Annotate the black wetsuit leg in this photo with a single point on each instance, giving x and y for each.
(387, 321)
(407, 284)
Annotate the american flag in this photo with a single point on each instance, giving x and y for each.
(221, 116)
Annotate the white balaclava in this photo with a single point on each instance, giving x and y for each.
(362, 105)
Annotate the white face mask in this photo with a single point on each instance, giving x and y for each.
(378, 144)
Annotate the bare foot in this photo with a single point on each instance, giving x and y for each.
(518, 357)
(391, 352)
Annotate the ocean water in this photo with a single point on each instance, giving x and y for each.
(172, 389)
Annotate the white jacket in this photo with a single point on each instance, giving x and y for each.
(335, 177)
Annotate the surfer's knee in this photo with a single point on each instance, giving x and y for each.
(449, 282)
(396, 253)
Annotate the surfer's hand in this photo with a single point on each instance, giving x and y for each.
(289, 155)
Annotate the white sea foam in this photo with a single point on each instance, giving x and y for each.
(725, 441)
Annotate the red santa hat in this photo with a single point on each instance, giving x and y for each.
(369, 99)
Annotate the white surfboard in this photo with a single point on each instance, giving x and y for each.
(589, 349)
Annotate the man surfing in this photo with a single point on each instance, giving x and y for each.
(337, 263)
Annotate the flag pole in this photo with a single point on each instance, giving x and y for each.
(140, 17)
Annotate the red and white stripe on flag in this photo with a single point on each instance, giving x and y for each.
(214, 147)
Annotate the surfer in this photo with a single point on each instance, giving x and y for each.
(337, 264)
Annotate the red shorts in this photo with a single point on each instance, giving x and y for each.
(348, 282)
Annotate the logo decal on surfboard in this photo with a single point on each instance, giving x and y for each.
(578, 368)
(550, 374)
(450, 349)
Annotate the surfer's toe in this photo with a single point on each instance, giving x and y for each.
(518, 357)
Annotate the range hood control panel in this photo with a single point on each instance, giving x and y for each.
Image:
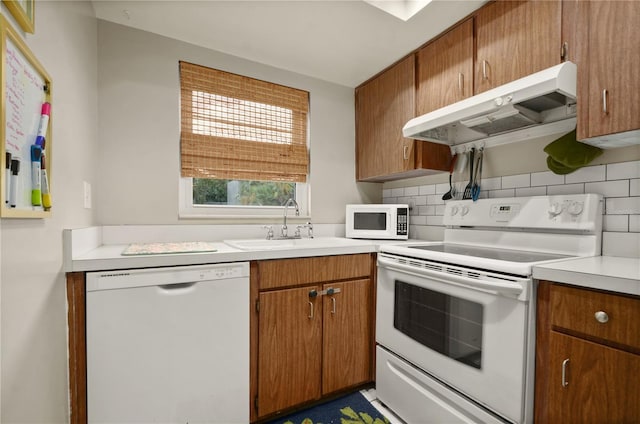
(570, 212)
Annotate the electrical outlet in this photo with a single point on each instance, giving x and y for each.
(87, 195)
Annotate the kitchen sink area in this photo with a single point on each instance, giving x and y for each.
(293, 243)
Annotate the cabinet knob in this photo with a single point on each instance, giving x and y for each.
(601, 317)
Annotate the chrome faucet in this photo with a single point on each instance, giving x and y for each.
(288, 203)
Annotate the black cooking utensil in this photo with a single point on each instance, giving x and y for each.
(467, 190)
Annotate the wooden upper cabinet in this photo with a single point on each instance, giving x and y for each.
(611, 69)
(600, 383)
(290, 348)
(587, 356)
(347, 335)
(515, 39)
(383, 106)
(445, 69)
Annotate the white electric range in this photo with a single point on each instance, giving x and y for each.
(455, 324)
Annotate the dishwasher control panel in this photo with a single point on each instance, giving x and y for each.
(574, 212)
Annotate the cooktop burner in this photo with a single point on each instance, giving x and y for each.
(497, 254)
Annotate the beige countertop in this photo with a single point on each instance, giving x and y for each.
(612, 273)
(109, 257)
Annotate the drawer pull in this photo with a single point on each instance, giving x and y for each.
(601, 317)
(565, 364)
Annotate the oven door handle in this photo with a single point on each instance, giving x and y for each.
(504, 288)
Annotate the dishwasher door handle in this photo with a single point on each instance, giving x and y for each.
(178, 288)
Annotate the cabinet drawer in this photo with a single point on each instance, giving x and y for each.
(575, 309)
(330, 268)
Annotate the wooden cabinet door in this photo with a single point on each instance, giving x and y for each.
(289, 349)
(383, 106)
(515, 39)
(347, 335)
(601, 383)
(614, 68)
(445, 69)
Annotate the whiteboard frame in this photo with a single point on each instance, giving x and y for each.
(7, 32)
(24, 17)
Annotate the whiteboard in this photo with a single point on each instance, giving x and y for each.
(25, 87)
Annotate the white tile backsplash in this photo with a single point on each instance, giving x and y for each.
(427, 189)
(624, 170)
(419, 200)
(621, 244)
(435, 199)
(616, 223)
(397, 192)
(510, 192)
(623, 206)
(411, 191)
(434, 220)
(546, 178)
(619, 183)
(634, 187)
(587, 174)
(531, 191)
(616, 188)
(494, 183)
(442, 188)
(418, 220)
(566, 189)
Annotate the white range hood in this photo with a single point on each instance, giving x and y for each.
(538, 105)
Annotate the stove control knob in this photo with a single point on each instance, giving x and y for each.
(575, 208)
(555, 209)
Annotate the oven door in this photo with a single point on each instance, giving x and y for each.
(473, 337)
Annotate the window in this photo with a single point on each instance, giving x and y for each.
(243, 144)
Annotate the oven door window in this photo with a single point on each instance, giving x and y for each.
(449, 325)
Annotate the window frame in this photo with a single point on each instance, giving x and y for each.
(236, 212)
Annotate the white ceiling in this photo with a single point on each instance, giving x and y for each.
(341, 41)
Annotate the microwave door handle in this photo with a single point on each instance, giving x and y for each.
(505, 288)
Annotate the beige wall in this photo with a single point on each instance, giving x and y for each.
(32, 303)
(139, 129)
(519, 158)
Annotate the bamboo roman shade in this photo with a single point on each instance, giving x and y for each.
(240, 128)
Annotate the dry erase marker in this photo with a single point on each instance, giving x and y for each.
(36, 191)
(44, 123)
(46, 196)
(15, 169)
(7, 176)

=======

• _PROBLEM REQUIREMENTS_
All the lines above are to be reproduced exactly, except the pictures.

• _TASK OUTPUT_
Annotate the black wetsuit leg in this photo with a single point on each instance, giving x and y for each.
(387, 321)
(407, 284)
Annotate the american flag in this photo with a single point on each instance, giving x and y for each.
(221, 116)
Annotate the white balaclava in this photo with a single point on each instance, giving x and y for each.
(362, 105)
Annotate the white face mask in this photo with a single point on each instance, giving x and y for each.
(378, 144)
Annotate the bare foot in this photo with a single point on each instance, giving x and y for each.
(518, 357)
(391, 352)
Annotate the ocean water in this photo with a single point on each instance, giving x and y for each.
(172, 389)
Annotate the white jacket in this photo with a single point on each instance, giving x and y for each.
(335, 177)
Annotate the surfer's knee in this photo with a single point on each instance, giving x and y for each.
(449, 282)
(396, 253)
Annotate the surfer's hand in this photo with a single point on each instance, giving x and y for each.
(289, 155)
Annotate the white sea foam in this photo with a single point on each instance, giving x and y for each.
(725, 441)
Annotate the red santa hat in this photo with a single point on each instance, giving x and y for each.
(369, 99)
Annotate the white surfboard in this photo with a single point on each instance, giving x and y for each.
(589, 349)
Annotate the man surfing in this photo with a single point on each instance, giving x and y for each.
(337, 263)
Annotate the flag pole in this photo with a single point on each instance, giving x and y for each.
(140, 17)
Annotate the red and white stripe on flag in this photo with a single point on each instance, giving x and y for each.
(214, 147)
Annotate the surfer in this photo with a single point on each instance, giving x and y for each.
(337, 264)
Annotate the red shorts in this photo with a single point on each instance, giving x and y for each.
(348, 282)
Annotate the logo decal on surfboard in this photo with a single point on each instance, giving x and y for each.
(578, 368)
(550, 374)
(450, 349)
Annotate the surfer's toe in this photo with a single point on each instance, giving x and y for each.
(518, 357)
Annotate the range hood control panel in this photo with a single point on each instance, giving x and y for each.
Image:
(570, 212)
Annotate the electrical outlet in this photo with a single point on each instance, giving x and y for each.
(87, 195)
Annotate the kitchen sink area in this photo with a single point on each instance, giving x and y for each.
(293, 243)
Annotate the cabinet knob in this photo with a single point on each instance, giving x and y for each.
(601, 317)
Annotate the chrome faucet in this photo with a single point on each instance, giving x and y for each.
(288, 203)
Annotate the black cooking utensil in this photo with a single point on each instance, giving x and y for each.
(467, 190)
Annotate the wooden upper cabinet in this photo with a single point on each instance, giving x and y for each.
(611, 69)
(600, 383)
(290, 348)
(587, 356)
(347, 335)
(515, 39)
(383, 106)
(445, 69)
Annotate the white electric range in this photo with a single point on each instance, giving x and y for each.
(455, 324)
Annotate the dishwasher control panel in this photo with a single point on each instance, giving x and y for each.
(574, 212)
Annotate the cooktop burner in this photo with a single point on each instance, giving x and y for each.
(497, 254)
Annotate the beige countertop in this photo with a single point on each instance, giving x and y for each.
(612, 273)
(109, 257)
Annotate the drawer pull in this photo with a single point on each instance, giving x and y for each.
(601, 317)
(565, 364)
Annotate the oven door handle in this photo with a single point on each instance, giving x and y for each.
(504, 288)
Annotate the dishwasher door handle in this photo with a single point on each instance, giving x and y for each.
(178, 288)
Annotate the cabinet drawer in this photo with a single point on each instance, giving x and y for each.
(575, 309)
(330, 268)
Annotate the wooden cabinet door in this photo with a single point on each instance, giving x and y for each.
(289, 349)
(383, 106)
(515, 39)
(347, 335)
(601, 383)
(614, 68)
(445, 69)
Annotate the whiteboard frame in this photo with a single point on each instance, giving x and y for each.
(7, 32)
(24, 17)
Annotate the whiteboard in this photo with a single point on each instance, giving x and y for each.
(25, 87)
Annotate the white tile backsplash in this photo with a single point on each instance, giving x and y for each.
(427, 189)
(624, 170)
(419, 200)
(621, 244)
(435, 199)
(616, 223)
(397, 192)
(510, 192)
(623, 206)
(411, 191)
(434, 220)
(546, 178)
(619, 183)
(634, 187)
(587, 174)
(531, 191)
(616, 188)
(494, 183)
(442, 188)
(418, 220)
(566, 189)
Annotate the white range hood in this photo with a single point on each instance, giving x and y for each.
(538, 105)
Annotate the stove control knob in this photo with a single point on each instance, giving x and y for each.
(575, 208)
(555, 209)
Annotate the oven door in this photo with a single point on each instance, giving x and y for each.
(473, 337)
Annotate the window in this photo with a single point on each instance, giving x and y for each.
(243, 144)
Annotate the oven door window in this photo with a single point on each instance, giving x and y for each.
(449, 325)
Annotate the window frame in this photo with a single point on each instance, giving x and y for each.
(236, 212)
Annotate the white ceiling in this photo with a single point on each instance, giving x and y for each.
(341, 41)
Annotate the microwave door handle in this photo with a single point on each instance, giving x and y for each.
(505, 288)
Annotate the beige wall in this photo with a single point on each instance, giving x and y for each.
(32, 303)
(139, 129)
(519, 158)
Annotate the bamboo roman shade in this photo with a single point on each instance, giving x and y for each.
(240, 128)
Annotate the dry erase marker in this photo with a single point on each instance, giving x and y for each.
(36, 191)
(44, 123)
(46, 196)
(15, 169)
(7, 176)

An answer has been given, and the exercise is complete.